Extract to read
◇ ◇ ◇ ◇

I’m sitting at a kebab shop, detoxing from several consecutive pasta dinners, when three college-age American travelers plop down at the next table.
The earnest, bespectacled one pulls out his dogeared Rick Steves Italy guidebook and begins reading passages aloud to his travel partners. They roll their eyes, but humor him.
Hiding behind my kebab, I’m getting a huge kick out of this scene. First of all, I can totally relate. On my first big trip to Europe 16 years ago, I was the one reading Rick’s words aloud to my friends, driving them nuts, making them wish it would stop…if only it weren’t so helpful. And I’m loving the opportunity to eavesdrop on our readers in situ. Call it “market research.” Rick’s too famous for this trick, but my anonymity allows me to go incognito.
“You know, guys, we joke around about Rick,” he says. (Though I’m guessing that the joking is mostly across the table.) “But you gotta admit, this book is really useful.”
His friends, barely acknowledging the statement, go back to their side conversation, while Poindexter keeps flipping pages.

◇ ◇ ◇ ◇

Required actions
[a] Translate this sentence from the kebab shop anecdote into Spanish: "They roll their eyes, but humor him."
[b] In the kebab shop anecdote, what book does the earnest, bespectacled traveler pull out?

◇ ◇ ◇ ◇

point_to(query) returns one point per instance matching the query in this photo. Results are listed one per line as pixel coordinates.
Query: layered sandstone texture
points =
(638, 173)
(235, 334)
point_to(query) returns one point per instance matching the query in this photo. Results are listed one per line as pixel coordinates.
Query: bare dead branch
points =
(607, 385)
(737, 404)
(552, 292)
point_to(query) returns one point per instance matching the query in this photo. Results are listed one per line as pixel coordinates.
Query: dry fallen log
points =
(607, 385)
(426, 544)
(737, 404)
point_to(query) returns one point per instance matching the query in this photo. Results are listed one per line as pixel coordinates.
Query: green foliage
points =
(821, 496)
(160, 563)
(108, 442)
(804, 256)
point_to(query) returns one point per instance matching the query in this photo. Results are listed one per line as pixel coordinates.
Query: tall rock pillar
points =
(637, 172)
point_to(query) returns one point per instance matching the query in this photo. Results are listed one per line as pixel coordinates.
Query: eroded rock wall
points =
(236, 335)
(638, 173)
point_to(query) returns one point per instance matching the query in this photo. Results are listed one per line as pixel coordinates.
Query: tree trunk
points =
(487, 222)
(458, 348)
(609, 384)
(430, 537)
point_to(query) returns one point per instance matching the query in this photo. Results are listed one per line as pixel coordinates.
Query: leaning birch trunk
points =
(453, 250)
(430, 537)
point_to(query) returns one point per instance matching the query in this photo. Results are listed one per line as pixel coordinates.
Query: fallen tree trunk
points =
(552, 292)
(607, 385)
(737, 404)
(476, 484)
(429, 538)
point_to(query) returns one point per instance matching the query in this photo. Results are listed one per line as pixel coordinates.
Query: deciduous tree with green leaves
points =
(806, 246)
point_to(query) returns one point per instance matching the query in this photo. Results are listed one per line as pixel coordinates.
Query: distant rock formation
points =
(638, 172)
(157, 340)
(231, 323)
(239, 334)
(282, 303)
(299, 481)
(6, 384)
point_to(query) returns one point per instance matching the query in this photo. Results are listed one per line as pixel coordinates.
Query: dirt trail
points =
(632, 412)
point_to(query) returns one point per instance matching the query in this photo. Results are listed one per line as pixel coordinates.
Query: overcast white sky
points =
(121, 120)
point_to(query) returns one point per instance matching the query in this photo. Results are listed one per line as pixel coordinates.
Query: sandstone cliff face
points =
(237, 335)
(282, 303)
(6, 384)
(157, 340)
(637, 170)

◇ ◇ ◇ ◇

Activity answers
[a] Ponen los ojos en blanco, pero le siguen la corriente.

[b] His dogeared Rick Steves Italy guidebook.